[Dataset records]
— begin —

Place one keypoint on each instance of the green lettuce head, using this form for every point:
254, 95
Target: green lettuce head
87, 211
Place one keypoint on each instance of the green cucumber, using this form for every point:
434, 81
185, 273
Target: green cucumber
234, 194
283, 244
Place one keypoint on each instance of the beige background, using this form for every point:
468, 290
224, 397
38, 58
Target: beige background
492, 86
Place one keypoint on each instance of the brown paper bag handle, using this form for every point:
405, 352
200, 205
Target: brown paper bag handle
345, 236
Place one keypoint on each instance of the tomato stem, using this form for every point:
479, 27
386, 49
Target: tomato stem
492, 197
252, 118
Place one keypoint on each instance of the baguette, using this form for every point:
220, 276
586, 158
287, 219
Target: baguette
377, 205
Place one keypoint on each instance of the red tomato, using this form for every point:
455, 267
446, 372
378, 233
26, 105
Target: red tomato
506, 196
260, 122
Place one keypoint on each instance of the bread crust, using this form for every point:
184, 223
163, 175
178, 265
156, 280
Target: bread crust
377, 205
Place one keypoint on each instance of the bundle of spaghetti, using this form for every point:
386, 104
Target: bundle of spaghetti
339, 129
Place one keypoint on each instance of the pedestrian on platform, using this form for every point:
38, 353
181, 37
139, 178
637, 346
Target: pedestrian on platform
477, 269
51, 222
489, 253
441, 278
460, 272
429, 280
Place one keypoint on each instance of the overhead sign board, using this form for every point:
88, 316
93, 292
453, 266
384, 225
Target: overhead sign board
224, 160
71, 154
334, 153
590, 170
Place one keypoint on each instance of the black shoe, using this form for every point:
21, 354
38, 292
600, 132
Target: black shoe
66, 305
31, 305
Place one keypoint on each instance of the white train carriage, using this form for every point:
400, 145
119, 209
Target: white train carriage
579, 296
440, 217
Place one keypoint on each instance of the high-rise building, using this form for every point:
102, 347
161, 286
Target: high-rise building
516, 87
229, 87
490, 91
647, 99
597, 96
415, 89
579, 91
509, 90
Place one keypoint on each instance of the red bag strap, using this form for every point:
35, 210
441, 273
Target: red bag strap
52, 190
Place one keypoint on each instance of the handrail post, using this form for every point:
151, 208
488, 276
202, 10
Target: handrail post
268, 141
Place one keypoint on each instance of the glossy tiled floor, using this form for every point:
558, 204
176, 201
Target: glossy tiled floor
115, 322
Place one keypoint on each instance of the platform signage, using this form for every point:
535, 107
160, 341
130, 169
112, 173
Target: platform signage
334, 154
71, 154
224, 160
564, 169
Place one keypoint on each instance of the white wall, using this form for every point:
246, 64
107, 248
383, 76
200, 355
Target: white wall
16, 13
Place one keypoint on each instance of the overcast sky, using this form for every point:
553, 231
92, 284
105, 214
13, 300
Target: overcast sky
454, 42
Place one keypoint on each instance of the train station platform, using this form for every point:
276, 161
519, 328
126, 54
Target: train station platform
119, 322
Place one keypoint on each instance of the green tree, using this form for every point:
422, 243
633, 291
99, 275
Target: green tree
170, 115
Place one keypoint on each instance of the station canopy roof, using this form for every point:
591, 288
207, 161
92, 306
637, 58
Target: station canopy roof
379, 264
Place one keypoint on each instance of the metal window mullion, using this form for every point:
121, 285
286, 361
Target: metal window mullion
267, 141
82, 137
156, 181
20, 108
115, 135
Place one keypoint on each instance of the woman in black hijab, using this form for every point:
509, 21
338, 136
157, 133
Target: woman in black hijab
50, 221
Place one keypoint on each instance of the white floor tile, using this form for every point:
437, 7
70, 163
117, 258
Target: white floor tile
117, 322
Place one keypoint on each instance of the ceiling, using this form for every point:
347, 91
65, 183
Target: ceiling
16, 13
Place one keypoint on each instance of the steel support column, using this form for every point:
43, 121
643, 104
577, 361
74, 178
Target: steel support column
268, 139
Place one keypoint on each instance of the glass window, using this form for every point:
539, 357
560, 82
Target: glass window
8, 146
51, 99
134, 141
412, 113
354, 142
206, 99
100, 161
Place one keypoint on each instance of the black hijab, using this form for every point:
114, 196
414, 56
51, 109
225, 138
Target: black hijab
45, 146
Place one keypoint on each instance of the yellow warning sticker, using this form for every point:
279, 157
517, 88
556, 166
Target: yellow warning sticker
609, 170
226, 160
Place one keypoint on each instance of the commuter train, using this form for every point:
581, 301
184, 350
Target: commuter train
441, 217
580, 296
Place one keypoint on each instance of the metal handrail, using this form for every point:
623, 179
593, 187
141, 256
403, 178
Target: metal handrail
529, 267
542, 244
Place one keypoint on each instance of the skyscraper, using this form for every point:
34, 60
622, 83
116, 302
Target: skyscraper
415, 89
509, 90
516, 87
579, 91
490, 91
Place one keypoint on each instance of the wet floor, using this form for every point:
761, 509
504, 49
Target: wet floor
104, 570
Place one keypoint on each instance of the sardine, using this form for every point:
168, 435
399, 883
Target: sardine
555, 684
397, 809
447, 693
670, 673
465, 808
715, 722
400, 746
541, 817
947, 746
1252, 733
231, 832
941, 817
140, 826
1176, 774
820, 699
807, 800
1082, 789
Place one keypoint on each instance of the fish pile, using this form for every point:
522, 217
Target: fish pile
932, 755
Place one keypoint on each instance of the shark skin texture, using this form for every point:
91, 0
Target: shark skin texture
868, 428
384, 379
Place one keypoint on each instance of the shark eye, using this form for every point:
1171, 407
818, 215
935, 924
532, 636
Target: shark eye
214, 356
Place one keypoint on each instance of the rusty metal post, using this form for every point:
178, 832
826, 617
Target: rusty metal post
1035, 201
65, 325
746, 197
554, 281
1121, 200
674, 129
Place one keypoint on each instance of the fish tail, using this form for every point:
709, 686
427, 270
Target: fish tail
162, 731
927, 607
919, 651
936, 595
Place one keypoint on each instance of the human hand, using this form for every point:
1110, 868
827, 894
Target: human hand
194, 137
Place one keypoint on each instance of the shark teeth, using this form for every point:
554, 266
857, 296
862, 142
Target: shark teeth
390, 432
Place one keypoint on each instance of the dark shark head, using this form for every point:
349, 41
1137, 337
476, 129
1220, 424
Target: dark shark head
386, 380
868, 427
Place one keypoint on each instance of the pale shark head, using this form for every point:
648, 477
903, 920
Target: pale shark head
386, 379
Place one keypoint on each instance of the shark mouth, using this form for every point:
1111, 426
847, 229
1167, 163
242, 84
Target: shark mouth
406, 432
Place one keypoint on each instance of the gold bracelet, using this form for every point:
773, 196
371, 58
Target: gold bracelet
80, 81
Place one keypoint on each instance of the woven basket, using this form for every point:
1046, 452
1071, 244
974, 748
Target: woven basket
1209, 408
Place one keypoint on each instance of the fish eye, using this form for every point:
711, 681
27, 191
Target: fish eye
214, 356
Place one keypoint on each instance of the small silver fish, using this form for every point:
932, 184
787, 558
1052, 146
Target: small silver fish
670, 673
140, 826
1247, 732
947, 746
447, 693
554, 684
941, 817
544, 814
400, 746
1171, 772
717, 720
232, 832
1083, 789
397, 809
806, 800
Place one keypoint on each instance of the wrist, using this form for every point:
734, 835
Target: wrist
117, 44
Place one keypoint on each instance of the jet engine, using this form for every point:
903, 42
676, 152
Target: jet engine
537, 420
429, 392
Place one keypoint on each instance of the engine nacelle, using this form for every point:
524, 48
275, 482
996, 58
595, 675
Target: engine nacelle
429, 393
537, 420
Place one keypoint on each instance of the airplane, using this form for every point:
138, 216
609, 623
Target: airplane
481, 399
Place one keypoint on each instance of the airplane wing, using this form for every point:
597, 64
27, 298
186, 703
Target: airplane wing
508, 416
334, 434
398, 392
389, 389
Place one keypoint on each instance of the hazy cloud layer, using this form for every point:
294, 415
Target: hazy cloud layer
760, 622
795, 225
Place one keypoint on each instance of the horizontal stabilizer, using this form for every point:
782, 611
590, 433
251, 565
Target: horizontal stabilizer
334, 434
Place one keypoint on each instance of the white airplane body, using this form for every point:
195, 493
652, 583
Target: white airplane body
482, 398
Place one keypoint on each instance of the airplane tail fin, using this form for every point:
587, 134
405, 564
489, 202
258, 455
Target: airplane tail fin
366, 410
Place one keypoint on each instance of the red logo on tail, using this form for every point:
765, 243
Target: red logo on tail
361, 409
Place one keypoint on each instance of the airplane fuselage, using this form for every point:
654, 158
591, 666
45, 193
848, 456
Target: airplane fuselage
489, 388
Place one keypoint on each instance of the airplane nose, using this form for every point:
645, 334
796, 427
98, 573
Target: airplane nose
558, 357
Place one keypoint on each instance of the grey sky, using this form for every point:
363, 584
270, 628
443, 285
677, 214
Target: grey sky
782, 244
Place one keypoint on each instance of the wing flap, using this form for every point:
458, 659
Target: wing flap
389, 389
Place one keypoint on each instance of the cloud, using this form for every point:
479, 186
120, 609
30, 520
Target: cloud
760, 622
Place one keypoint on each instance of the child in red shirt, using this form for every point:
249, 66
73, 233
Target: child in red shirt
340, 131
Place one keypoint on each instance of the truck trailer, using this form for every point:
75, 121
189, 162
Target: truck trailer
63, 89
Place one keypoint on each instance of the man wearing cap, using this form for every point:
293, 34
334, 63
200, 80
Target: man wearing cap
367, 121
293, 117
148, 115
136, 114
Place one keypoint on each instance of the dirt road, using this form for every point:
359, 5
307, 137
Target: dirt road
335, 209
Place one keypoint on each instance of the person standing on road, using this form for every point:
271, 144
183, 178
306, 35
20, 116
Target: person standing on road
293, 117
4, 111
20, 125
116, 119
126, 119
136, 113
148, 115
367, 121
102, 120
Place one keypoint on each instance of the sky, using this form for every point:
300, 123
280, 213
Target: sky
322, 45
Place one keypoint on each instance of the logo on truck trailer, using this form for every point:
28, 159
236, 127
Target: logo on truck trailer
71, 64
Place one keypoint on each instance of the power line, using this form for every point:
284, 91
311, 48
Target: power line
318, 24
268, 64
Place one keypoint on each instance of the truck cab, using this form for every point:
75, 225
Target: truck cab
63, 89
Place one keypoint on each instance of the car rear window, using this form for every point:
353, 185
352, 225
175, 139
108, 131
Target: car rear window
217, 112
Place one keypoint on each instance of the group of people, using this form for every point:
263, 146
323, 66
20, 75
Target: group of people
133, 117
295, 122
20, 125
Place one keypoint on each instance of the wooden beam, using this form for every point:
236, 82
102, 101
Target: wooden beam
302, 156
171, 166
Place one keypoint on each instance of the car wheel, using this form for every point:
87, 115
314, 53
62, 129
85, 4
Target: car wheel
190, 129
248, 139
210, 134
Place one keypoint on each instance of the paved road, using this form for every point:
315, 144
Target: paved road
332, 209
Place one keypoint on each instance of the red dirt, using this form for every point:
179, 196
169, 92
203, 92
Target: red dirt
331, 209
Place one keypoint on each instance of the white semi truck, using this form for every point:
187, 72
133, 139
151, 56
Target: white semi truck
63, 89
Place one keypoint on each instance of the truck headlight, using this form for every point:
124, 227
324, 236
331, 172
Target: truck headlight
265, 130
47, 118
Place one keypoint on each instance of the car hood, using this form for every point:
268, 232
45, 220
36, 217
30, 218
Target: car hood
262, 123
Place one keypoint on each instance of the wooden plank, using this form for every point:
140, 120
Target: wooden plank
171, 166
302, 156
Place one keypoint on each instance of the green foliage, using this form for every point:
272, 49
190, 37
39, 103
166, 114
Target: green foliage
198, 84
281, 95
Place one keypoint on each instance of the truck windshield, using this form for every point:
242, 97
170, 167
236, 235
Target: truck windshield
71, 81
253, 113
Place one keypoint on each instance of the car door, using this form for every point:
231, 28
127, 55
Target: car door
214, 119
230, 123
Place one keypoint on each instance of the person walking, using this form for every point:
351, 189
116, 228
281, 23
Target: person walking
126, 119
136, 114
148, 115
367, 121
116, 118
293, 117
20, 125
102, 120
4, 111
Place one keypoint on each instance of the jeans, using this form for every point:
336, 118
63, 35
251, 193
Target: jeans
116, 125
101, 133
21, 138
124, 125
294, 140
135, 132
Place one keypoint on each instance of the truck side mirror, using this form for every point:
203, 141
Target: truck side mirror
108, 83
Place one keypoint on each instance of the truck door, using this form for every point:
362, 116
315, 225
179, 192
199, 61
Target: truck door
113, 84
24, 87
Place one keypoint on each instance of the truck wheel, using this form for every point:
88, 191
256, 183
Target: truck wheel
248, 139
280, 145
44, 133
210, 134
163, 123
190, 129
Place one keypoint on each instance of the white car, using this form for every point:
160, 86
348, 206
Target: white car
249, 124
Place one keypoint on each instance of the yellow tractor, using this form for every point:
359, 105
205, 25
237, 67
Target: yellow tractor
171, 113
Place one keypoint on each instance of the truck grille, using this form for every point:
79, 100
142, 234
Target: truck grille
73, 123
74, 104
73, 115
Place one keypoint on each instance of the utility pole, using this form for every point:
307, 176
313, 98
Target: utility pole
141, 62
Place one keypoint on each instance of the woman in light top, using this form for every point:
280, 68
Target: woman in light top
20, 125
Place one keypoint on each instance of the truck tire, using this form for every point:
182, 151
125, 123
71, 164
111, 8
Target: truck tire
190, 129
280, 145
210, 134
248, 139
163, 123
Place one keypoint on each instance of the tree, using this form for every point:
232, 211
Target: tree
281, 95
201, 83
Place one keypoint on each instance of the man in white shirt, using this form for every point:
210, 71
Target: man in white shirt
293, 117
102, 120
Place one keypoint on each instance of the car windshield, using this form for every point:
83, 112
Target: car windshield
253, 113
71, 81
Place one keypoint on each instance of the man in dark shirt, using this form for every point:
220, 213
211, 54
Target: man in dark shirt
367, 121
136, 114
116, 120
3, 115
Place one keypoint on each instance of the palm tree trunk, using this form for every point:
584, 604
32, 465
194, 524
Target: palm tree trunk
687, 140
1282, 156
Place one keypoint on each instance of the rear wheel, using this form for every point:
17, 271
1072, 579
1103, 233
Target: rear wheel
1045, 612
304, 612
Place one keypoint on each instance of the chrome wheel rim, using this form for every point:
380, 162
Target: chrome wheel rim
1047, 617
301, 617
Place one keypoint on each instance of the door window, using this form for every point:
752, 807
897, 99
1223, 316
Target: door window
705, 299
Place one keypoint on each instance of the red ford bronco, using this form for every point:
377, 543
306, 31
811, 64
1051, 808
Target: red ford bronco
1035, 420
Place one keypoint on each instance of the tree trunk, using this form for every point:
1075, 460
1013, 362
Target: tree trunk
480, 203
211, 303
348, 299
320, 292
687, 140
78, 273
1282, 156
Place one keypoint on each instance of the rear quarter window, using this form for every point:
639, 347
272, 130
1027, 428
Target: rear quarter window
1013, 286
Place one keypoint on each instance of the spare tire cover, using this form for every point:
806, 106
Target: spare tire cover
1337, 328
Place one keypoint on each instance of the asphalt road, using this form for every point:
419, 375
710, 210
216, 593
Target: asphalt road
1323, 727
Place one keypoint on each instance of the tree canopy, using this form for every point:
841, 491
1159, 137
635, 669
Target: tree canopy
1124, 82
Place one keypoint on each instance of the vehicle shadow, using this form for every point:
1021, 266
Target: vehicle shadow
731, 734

— end —

#### Short exercise:
Extract the material from the line containing "Place one keypoint on each instance of the asphalt" up to and including its final line, reproducing each line without any change.

#### Completed task:
Place one keypoint on each instance of the asphalt road, using this form for every point:
419, 375
710, 210
216, 593
Target: asphalt road
1323, 727
Place one keypoint on each instance of the tree canopy, using this form for every point:
841, 491
1159, 137
635, 669
Target: tree canopy
1124, 82
Place one keypoint on each instance of the vehicle shadow, using this form for every point:
1021, 266
Target: vehicle shadow
731, 734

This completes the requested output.